Natarajan Subrahmanyan
I have 2 questions on transport. First, given the slight sequential down tick at the midpoint of your guidance range and expectation that CESD and optical switching grow, would you expect transport to be down a little bit in the first quarter? And then on the gross margin side, product gross margins declined only slightly despite a significant mix shift towards transport and wondering if there was a mix within transport of line cards or which is the cost improvement that allowed that? Gary B. Smith: Let me take the last question first. I think there is -- as we say a mix within the mix, the mix in transport was a little bit better in Q4. So you had a little bit better margins as you -- essentially to simplify it, more cards than chassis because we've had a number of wins that we're now beginning to populate with chassis. That can change quarter-to-quarter. But that's following a trajectory that we'd kind of expected. Depending on the overall product mix, the transport, depending on where we finish overall might be slightly down in Q1 but again, I think that's just the lumpy nature of sort of some of these larger deployments and more talking to the earlier point of seasonality than anything else in the particular projects that you're working on. We'd expect transport to grow during 2012 as we'd expect switching and CESD as well.
Thomas Mock
One thing that I'd add to Gary's comment, on the transport side, is we added over 10 new customers on 40G Coherent in the quarter and 4 on 100G, so we still see that business continue to grow.

---

Written problem 1: Please rewrite the stretch of the earnings call excerpt from "Thomas Mock" through "continue to grow.", replacing "customers" with "clients".
Written problem 2: Decide whether each statement agrees with the earnings call excerpt, answering yes or no and quoting the deciding words: (a) Transport was expected to grow during 2012. (b) Over 10 new customers were added on 100G in the quarter. (c) The Q4 transport mix had more chassis than cards.
Written problem 3: Write what comes next in the earnings call excerpt, picking up after its last sentence.

Point placement records
---

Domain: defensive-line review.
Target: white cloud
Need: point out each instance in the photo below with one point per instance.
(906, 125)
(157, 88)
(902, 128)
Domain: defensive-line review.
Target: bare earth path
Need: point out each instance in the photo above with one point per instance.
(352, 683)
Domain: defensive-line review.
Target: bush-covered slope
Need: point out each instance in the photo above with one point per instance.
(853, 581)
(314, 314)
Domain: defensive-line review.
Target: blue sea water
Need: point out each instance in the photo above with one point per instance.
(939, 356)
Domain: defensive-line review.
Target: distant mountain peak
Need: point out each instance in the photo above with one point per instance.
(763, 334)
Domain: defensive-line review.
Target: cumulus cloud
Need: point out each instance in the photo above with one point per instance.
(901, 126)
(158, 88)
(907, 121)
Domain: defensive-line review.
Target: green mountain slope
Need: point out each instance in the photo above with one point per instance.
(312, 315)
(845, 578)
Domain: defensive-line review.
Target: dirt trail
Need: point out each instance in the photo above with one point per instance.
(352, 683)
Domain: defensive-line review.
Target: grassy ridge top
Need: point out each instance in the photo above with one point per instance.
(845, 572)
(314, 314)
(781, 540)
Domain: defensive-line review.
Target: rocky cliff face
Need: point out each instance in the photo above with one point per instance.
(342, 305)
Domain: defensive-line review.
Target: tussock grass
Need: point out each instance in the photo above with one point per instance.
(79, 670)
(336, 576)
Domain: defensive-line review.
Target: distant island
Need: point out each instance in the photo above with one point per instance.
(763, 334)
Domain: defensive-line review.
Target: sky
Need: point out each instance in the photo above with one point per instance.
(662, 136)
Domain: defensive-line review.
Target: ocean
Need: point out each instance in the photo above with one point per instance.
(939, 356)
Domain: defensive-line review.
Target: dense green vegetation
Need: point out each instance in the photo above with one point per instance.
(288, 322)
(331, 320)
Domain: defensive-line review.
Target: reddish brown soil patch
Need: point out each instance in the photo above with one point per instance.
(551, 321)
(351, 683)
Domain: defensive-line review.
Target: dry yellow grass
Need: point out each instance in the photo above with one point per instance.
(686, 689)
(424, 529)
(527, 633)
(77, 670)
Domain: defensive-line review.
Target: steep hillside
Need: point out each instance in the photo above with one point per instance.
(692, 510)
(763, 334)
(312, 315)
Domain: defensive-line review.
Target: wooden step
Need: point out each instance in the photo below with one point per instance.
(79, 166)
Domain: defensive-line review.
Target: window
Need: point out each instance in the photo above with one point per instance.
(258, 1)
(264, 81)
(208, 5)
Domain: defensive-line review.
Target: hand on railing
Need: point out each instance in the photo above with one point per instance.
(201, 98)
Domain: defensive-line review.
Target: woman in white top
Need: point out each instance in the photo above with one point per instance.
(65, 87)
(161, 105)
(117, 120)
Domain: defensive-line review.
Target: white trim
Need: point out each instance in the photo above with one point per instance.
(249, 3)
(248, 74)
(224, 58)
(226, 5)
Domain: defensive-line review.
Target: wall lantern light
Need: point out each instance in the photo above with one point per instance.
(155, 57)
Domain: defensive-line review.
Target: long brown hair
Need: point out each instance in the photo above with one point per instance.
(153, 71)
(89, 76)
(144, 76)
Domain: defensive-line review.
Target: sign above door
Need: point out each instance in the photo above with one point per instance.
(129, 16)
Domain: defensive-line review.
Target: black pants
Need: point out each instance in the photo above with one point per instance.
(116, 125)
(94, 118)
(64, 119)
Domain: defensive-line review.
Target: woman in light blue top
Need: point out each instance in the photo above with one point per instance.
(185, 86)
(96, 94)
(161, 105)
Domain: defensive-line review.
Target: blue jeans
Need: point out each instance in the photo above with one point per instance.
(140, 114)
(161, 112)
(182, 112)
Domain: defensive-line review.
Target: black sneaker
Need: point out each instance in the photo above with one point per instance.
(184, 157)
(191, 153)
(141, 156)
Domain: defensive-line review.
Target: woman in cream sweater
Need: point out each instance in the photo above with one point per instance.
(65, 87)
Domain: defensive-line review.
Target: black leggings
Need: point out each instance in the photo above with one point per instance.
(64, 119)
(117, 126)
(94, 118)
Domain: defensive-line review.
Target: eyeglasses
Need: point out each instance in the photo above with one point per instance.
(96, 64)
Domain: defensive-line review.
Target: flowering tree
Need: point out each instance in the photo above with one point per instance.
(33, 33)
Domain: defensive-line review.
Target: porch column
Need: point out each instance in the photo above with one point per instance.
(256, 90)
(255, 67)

---

Right answer 1:
Thomas Mock
One thing that I'd add to Gary's comment, on the transport side, is we added over 10 new clients on 40G Coherent in the quarter and 4 on 100G, so we still see that business continue to grow.

Right answer 2:
(a) Yes: "We'd expect transport to grow during 2012"
(b) No: "we added over 10 new customers on 40G Coherent in the quarter and 4 on 100G"
(c) No: "more cards than chassis"

Right answer 3:
Natarajan Subrahmanyan
Understood. And when you combine the switching capability into transport, is that for switching reported separately still as a separate bucket or do you see more and more of the deployments where optical switching is combined into a transport platform rather than as a stand-alone core product? Gary B. Smith: I mean, that's a very good question. We are actually seeing more and more opportunities for convergence, which plays to our value proposition. When you think about it, we've got leadership, global leadership in Coherent, we're going to be bringing out third generation of that this year and on optical switching and control plane integration, we pioneered all of that as well. So we're clearly the market leader in them, and as the 2 come together, that really puts us in a very strong position. We are seeing more and more of that and I think we're putting switching capabilities onto the 6500, we're putting transport capabilities onto the 5400 and packet capabilities. So I think this issue of which bucket we include them all in is going to get a challenging one as we go forward. The buckets that we're currently using really are based on an historical perspective and I think going forward, convergence is really beginning to happen in the marketplace and we need to think through carefully how we give people insight into our business but really reflect what's going on in the customer solutions. Gregg M. Lampf: Thanks, Subu, that's going to be our last question for today. We appreciate everybody taking the time to speak with us. Don't forget to join us next Thursday at 12:30 p.m. Eastern for our OTN discussion. Enjoy the day, thank you.
Operator
Ladies and gentlemen, this concludes today's conference. Thank you for your participation, and have a wonderful day.